PROBLEM
Each record must be repeated exactly as it stands.

SOURCE MATERIAL
........

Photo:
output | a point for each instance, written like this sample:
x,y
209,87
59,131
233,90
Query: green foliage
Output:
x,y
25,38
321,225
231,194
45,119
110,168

........

RESULT
Photo:
output | a point for each instance, written like this sample:
x,y
209,87
59,131
233,90
Query: green foliage
Output:
x,y
25,38
321,225
231,194
45,119
110,168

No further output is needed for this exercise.